■ **PAGE**:
[Start]
It was certainly a dazzling event, with Maserati's GT1 ace Andrea Bertolini guiding the sleek MC 20 onto a virgin-white stage strafed by strobe lights to be greeted by the evening's compere, automotive You Tuber Mr JWW. But while everyone took advantage of the invitation to pay close-up homage to the MC20 once the reveal was complete - and made all the right noises in respect of the car's 621 bhp, in-house 'Nettuno' twin-turbo V6, 'butterfly' doors and high-tech interior - it soon became apparent that what many of us wanted was to get among the array of classic Maseratis from the '60s and '70s parked-up near the stage.
We had already been transported back to the marque's golden era by a loop cut from director Philip Selkirk's movie 'Maserati - 100 years Against All Odds' that charts the tumultuous history of the manufacturer through pre-war racing footage, interviews with star drivers such as the late Sir Stirling Moss and John Surtees and chats with collectors including Pink Floyd drummer Nick Mason.And the beautifully restored classics weren't just there to look at. Ahead of the event, guests had been given the chance of passenger rides in '60s models such as the Ghibli, Sebring, Mexico and Mistral as well as the following decade's equally evocative Kyalami, Merak, Bora and Indy.
[End]
■ **DATA EXCERPTS**:
[Start]
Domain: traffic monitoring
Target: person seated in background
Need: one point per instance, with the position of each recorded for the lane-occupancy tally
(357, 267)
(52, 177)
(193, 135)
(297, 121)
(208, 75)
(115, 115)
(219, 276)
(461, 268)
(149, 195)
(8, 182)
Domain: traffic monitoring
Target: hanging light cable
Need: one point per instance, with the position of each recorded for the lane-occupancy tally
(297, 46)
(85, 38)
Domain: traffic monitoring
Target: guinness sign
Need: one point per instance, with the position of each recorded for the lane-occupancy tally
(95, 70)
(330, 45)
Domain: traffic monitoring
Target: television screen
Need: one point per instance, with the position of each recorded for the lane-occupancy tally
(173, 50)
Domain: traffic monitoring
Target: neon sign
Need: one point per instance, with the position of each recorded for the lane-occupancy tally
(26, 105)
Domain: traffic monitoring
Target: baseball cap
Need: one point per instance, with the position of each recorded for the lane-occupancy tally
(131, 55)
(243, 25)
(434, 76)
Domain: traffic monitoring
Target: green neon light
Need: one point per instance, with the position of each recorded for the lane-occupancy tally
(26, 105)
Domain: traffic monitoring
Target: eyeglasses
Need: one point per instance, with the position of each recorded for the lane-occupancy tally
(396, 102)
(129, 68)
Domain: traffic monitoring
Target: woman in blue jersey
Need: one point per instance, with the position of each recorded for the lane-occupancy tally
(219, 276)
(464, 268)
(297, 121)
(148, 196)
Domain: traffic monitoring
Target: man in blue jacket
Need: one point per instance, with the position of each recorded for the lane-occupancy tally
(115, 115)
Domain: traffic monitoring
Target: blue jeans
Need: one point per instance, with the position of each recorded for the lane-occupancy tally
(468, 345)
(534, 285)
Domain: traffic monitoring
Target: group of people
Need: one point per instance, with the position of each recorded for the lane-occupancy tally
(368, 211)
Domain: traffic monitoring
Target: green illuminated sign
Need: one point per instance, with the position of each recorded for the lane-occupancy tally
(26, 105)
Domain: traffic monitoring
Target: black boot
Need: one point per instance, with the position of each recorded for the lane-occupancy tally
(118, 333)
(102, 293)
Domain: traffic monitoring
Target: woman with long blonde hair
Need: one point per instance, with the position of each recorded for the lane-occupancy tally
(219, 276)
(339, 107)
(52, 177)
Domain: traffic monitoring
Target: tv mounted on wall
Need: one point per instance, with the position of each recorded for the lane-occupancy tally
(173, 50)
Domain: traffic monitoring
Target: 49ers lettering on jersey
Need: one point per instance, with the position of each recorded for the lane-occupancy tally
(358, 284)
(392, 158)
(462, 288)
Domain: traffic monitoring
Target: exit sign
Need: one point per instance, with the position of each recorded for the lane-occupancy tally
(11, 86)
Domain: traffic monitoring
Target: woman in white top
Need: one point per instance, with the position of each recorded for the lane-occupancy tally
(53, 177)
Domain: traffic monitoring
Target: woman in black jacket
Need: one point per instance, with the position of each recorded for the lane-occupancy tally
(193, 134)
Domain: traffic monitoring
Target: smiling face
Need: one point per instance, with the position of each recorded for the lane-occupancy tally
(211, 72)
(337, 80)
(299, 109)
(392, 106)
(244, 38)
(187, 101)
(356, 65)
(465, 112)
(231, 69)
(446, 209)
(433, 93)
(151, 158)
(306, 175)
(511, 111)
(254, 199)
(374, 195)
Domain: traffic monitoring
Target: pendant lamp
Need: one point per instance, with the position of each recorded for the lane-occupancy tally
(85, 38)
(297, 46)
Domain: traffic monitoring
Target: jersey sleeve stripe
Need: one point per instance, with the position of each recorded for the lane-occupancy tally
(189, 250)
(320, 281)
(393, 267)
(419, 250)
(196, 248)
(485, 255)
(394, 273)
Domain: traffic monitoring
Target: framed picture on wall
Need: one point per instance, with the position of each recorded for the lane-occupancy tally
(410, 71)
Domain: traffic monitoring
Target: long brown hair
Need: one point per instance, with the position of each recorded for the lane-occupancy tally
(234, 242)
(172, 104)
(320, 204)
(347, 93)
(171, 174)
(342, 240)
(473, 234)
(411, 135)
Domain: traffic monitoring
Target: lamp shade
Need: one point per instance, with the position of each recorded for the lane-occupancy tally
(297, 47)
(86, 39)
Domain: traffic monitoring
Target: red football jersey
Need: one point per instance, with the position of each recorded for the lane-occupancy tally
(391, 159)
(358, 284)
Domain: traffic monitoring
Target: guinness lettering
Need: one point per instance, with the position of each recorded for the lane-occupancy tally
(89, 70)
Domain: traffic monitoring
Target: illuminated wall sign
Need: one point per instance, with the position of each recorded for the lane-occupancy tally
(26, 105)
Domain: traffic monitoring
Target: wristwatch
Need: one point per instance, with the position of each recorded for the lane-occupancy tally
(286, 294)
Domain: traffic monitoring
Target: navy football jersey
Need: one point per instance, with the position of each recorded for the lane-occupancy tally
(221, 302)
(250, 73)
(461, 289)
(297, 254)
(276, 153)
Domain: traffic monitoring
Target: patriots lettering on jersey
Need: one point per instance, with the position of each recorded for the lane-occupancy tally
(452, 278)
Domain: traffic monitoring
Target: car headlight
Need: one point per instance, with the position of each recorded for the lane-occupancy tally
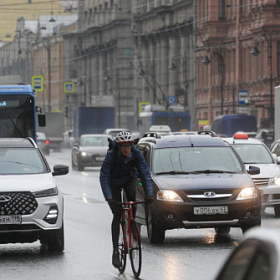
[End]
■ **TO DO**:
1/ Rewrite the Maserati event text, beginning at "It was certainly" and stopping after "near the stage.", with "compere" replaced by "host".
2/ Answer these questions from the Maserati event text.
(a) Who drove the MC20 onto the stage?
(b) Who directed the movie "Maserati - 100 years Against All Odds"?
(c) Which drummer is named among the collectors in that movie?

■ **ANSWERS IN ORDER**:
1/
It was certainly a dazzling event, with Maserati's GT1 ace Andrea Bertolini guiding the sleek MC 20 onto a virgin-white stage strafed by strobe lights to be greeted by the evening's host, automotive You Tuber Mr JWW. But while everyone took advantage of the invitation to pay close-up homage to the MC20 once the reveal was complete - and made all the right noises in respect of the car's 621 bhp, in-house 'Nettuno' twin-turbo V6, 'butterfly' doors and high-tech interior - it soon became apparent that what many of us wanted was to get among the array of classic Maseratis from the '60s and '70s parked-up near the stage.

2/
(a) Andrea Bertolini, Maserati's GT1 ace.
(b) Philip Selkirk.
(c) Nick Mason, the Pink Floyd drummer.